* **Goal of the exercise**: Which three anime films does the blog post say were watched on the Animax cable channel?

* **Selected extract**:
# # # # #
Thursday, January 04, 2007
My sis has been complaining that I haven't updated my blog for DAYS (it feels like an eternity to her because she goes online every night) so here you go, a new blog post.
I've been making good use of the Animax cable channel for the past week. So far, I've watched 3 anime films on that channel - Tokyo Godfathers, Innocence and the Rurouni Kenshin OVA: Seishouhen. I know these films are not the most up-to-date, but for someone who doesn't download fansubs and is slow to catch up with the newest developments in the anime scene, they're good enough.
Tokyo Godfathers was a funny, heartwarming film that was just right for the X'mas season. It's about 3 homeless friends- an unemployed middle-aged man, a teenage girl and a transvestite (he actually calls himself an okama) - who find a baby girl in a rubbish dump on X'mas Eve. I particularly liked how the film suggested that the baby, likened to an angel, brings about all the happy coincidences in the film through symbolic repetition of the name "Kiyoko" and the angel motif, allowing the 3 main characters to find their families and to cement their relationship as an unconventional 'family' of homeless tramps with good hearts. My mother was the one who recorded the film and even she became interested in it, which says a lot about the film.
Innocence, which everyone in the anime fan community probably knows already, is the sequel to the path-breaking Ghost in the Shell. Ghost is thematically profound, and Innocence apparently tries to be even more profound, which is a bit of a problem. The film is so heavy, I think you can't really grasp it till you have watched it a few times. The 2 main characters, Bateau and Togusa, kept spouting esoteric quotes and references to Descartes, Milton, the Old Testament, Chinese/Japanese poems (the words are in Chinese but the characters speak them in Japanese) and what-have-you that they ceased being convincing as policemen anymore. And I guess I favour subtle allusions that are worked into the fabric of the narrative rather than this sort of direct quoting, which makes the intertextual references feel jarringly disjunctured from the main narrative.
# # # # #
* **Data to examine**:
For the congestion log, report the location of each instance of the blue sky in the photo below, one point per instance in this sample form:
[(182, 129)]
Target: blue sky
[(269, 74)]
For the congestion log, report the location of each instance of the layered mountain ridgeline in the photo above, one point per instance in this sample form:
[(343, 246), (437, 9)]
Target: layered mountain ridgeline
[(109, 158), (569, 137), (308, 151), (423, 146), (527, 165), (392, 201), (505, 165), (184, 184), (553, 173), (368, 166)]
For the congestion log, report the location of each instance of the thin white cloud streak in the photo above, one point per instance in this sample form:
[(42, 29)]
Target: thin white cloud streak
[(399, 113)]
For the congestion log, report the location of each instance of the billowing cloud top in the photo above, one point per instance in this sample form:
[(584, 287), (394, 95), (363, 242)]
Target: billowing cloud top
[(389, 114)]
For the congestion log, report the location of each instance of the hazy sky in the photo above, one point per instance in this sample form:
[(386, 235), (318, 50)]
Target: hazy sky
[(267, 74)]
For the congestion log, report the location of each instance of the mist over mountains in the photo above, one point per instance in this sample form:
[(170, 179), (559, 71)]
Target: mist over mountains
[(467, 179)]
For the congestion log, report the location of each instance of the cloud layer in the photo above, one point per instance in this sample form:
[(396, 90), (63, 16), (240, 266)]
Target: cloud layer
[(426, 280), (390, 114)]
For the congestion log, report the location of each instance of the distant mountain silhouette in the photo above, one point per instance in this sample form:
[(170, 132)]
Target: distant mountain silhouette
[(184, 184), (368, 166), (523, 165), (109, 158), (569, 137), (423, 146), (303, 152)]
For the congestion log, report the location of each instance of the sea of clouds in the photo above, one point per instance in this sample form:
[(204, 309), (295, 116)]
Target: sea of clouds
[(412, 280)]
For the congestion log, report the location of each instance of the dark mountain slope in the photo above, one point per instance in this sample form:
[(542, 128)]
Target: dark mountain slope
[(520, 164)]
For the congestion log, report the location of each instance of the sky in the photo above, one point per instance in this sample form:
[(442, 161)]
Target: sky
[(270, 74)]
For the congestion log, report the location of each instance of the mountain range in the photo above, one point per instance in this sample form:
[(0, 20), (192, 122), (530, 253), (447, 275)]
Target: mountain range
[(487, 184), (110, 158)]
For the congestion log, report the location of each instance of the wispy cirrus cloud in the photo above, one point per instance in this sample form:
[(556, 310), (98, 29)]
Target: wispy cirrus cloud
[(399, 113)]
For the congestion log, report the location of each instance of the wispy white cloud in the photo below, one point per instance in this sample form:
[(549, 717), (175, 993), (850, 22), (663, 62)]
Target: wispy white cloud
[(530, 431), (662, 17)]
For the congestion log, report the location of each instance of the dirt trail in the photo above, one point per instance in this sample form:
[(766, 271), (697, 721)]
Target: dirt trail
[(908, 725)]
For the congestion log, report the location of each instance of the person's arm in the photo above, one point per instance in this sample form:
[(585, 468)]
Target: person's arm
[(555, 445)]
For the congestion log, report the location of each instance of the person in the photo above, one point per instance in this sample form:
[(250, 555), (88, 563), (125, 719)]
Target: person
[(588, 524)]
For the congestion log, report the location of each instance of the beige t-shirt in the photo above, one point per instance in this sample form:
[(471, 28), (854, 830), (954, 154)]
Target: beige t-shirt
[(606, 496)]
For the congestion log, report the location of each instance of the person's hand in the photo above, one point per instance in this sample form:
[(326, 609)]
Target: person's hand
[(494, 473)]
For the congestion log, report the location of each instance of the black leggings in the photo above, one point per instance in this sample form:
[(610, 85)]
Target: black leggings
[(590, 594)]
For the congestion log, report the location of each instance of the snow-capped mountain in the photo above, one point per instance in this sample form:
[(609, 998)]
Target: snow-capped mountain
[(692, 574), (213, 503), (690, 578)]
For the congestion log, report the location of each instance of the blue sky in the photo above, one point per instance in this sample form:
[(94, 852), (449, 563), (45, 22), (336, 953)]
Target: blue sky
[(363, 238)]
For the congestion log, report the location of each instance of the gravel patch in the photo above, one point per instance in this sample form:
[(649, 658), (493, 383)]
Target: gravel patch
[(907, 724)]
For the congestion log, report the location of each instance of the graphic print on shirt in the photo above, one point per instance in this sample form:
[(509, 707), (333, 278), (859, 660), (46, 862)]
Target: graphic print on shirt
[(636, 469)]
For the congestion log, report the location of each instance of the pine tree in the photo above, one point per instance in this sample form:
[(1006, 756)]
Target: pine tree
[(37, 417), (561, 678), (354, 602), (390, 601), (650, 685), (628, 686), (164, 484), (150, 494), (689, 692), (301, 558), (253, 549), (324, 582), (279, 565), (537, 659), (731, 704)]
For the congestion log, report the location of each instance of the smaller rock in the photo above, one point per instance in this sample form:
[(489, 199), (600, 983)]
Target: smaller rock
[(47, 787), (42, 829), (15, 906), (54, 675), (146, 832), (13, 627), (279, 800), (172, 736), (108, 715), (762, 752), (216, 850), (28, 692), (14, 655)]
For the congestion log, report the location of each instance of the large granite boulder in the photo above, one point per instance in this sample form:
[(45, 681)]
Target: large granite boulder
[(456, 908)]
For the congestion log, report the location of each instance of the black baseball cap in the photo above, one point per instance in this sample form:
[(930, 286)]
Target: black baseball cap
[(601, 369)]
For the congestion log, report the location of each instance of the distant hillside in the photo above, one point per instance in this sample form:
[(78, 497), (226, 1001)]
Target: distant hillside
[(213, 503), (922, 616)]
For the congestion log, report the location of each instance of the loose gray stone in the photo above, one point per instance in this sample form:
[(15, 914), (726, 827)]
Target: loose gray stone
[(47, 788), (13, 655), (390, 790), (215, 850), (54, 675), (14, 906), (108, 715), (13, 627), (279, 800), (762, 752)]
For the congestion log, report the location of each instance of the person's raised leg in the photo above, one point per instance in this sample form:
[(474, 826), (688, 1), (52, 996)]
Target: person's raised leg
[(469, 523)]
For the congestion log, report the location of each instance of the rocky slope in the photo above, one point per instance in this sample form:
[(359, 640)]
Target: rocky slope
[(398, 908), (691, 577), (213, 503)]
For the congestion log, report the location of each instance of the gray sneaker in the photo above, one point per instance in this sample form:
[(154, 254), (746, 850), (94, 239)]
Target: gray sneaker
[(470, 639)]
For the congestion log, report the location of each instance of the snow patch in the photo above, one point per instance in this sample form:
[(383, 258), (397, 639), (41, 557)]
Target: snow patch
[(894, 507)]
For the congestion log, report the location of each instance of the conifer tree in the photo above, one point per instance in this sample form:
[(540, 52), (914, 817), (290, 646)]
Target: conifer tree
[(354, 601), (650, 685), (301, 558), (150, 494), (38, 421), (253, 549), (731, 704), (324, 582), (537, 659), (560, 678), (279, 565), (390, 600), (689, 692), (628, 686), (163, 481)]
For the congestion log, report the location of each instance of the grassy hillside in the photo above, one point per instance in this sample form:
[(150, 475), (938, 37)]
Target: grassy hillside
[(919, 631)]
# # # # #
* **Solved exercise**: Tokyo Godfathers, Innocence, and the Rurouni Kenshin OVA: Seishouhen.